Please transcribe the lines of the records below exactly as they appear, leaving the pictures out of your answer.

:: Extracted material ::

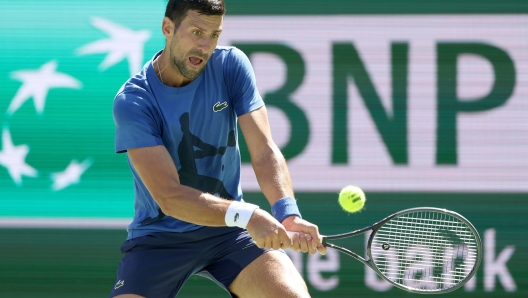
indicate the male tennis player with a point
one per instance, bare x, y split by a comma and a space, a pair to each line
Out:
177, 121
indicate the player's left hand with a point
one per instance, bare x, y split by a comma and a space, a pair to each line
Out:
307, 238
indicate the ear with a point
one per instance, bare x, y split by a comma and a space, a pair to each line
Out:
167, 27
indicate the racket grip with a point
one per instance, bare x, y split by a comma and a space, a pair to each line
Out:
290, 233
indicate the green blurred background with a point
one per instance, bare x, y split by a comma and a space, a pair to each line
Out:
66, 197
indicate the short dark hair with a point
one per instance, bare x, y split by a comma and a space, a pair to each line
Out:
177, 9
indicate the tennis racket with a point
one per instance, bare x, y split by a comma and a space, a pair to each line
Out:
421, 250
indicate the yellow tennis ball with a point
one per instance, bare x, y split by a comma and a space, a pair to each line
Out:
351, 198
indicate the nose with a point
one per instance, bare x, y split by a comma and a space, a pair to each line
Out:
205, 44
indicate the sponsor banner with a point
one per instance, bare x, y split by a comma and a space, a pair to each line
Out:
393, 102
87, 258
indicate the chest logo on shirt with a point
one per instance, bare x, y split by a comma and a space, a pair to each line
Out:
219, 106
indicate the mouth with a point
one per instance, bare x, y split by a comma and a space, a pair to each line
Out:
195, 61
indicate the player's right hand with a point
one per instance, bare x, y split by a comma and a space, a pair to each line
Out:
267, 232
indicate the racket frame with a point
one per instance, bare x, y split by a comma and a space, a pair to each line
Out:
376, 226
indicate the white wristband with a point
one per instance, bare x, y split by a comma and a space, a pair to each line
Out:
238, 214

:::

### Written response
indicate the male tennis player with a point
one per instance, bare x, y split by a comma and a space, a pair to each line
Out:
177, 121
indicate the player's left hand with a point
one per instance, bare x, y split by a comma and a space, a pair to each line
Out:
307, 238
indicate the ear with a point
one per instance, bare x, y split by a comma and a space, a pair to each line
Out:
167, 27
indicate the racket grip with a point
one per instance, bare x, y split by a comma and a space, a pair to each line
Out:
290, 233
indicate the green blurred background with a point
one per instance, bare x, y split by a comma and a space, a pair to each line
Out:
66, 197
indicate the short dark hair with a point
one per instance, bare x, y split by a comma and a space, a pair to each line
Out:
177, 9
indicate the tennis racket with a point
one per instance, bare x, y split by a comma and a space, a pair to each line
Out:
421, 250
indicate the yellow tennis ball with a point
one per instance, bare x, y split by a comma and a space, a pair to each line
Out:
351, 198
indicate the nose with a point
one per instance, bare x, y split by a comma and a space, a pair to each line
Out:
205, 44
indicate the sponsor banner with a point
one per instance, bare x, y split by a comma and a space, a pair to each line
Out:
393, 102
87, 258
indicate the chest logo on shirt with a point
one per instance, bare x, y split by a comma and a space, a pair to each line
Out:
219, 106
indicate the mouth with a point
one per instance, bare x, y split by a comma and a space, a pair to each line
Out:
195, 61
indicate the player's right hand with a point
one per instance, bare x, y split by a comma and a space, a pair to each line
Out:
267, 232
indicate the racket frame with a point
one per instance, bare x, y split by a comma and a space, a pair to each line
Out:
376, 226
indicate the white wristband with a point
one per instance, bare x, y split by a comma and a space, a pair to each line
Out:
238, 214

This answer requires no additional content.